*** Given passage ***

The bill, though, has mental health applications that reach far beyond school threat situations.

The legislation applies to any "emergency circumstances where a certification by a physician is not available without serious and unreasonable delay, and when personal observation of the conduct of a person constitutes reasonable grounds to believe that the person is a person in need of treatment, and he or she presents an immediate risk of serious bodily injury to himself or herself or others if not restrained."

In that situation, police or mental health professionals should apply to a judge for a warrant mandating immediate examination, the bill says. But even before that warrant is approved, police or mental health professionals can take the person in question into "temporary custody" and transport him or her to "the nearest designated hospital."

Applying for a warrant gives police authority to "enter a residence or other premises where the person is reasonably believed to be located in order to apprehend and take the person into temporary custody," the proposed law says.

*** Provided records ***

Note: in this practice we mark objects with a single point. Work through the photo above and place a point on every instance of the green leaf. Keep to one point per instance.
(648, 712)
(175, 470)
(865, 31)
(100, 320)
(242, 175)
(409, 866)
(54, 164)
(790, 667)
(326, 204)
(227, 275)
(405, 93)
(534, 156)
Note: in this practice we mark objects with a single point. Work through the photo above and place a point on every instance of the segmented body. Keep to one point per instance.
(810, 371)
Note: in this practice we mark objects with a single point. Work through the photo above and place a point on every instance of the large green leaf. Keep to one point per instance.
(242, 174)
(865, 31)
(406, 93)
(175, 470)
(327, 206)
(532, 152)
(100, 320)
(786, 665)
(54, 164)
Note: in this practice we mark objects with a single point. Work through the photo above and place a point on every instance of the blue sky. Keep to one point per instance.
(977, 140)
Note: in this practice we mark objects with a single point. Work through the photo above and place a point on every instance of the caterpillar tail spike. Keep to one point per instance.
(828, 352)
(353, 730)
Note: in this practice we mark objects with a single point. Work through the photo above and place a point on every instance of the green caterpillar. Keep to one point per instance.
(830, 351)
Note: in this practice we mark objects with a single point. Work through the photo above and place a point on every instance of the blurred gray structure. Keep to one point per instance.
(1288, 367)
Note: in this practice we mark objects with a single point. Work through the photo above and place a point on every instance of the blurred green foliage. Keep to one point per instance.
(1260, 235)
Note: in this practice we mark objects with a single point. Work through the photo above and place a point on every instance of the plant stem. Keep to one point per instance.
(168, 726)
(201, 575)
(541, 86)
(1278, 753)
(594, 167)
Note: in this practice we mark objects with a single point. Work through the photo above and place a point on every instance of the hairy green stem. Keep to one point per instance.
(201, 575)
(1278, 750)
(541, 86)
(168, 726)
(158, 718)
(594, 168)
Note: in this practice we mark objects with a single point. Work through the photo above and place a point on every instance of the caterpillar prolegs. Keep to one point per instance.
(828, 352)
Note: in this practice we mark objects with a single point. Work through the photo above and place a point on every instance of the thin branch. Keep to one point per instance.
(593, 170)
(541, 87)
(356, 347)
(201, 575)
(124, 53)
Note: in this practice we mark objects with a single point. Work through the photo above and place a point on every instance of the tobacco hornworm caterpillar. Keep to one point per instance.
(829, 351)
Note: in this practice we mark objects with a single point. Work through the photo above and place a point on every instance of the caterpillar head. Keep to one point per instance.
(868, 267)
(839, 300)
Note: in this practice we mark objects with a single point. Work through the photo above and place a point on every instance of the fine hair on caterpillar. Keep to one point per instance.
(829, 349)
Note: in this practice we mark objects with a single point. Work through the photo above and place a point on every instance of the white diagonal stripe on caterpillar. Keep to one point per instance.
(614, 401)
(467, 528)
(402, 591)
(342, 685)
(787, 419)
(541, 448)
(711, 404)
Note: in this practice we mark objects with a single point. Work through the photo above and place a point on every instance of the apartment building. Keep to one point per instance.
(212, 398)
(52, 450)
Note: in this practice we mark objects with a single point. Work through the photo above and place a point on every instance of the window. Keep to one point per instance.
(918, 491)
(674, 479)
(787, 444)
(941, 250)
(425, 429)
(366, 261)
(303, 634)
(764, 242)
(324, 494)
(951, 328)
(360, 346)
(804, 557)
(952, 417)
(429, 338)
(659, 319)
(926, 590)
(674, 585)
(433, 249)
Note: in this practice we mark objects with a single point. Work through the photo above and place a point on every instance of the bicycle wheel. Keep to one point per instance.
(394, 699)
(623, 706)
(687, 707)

***

- [Directions]:
A. In the passage about the mental health custody bill, translate this sentence into Spanish: "The bill, though, has mental health applications that reach far beyond school threat situations."
B. According to the passage about the mental health custody bill, where may police or mental health professionals take a person held in temporary custody?
C. Continue the passage about the mental health custody bill, starting after its last sentence.

- [Answers by item]:
A. Sin embargo, el proyecto de ley tiene aplicaciones en materia de salud mental que van mucho más allá de las situaciones de amenazas en las escuelas.

B. To "the nearest designated hospital."

C.
However, hospital staff should not start any examination prior to a warrant being issued "unless the head of the hospital or his or her designee deems it necessary for the safety of the person, hospital staff or public," the bill says.

And if the court does not find sufficient grounds for a warrant, the person must be released. The same is true if, after examination, a doctor "does not certify that the person is a person in need of treatment."

Hebert said he wants to ensure that the law, if approved, would not be abused. He wants additional training for police officers so that "they'd be able to make some sort of basic determination" about a person's mental health.

He hopes to get input on the bill from experts during legislative hearings.

"We understand that there are personal-liberty issues here," Hebert said. "There are a multitude of issues."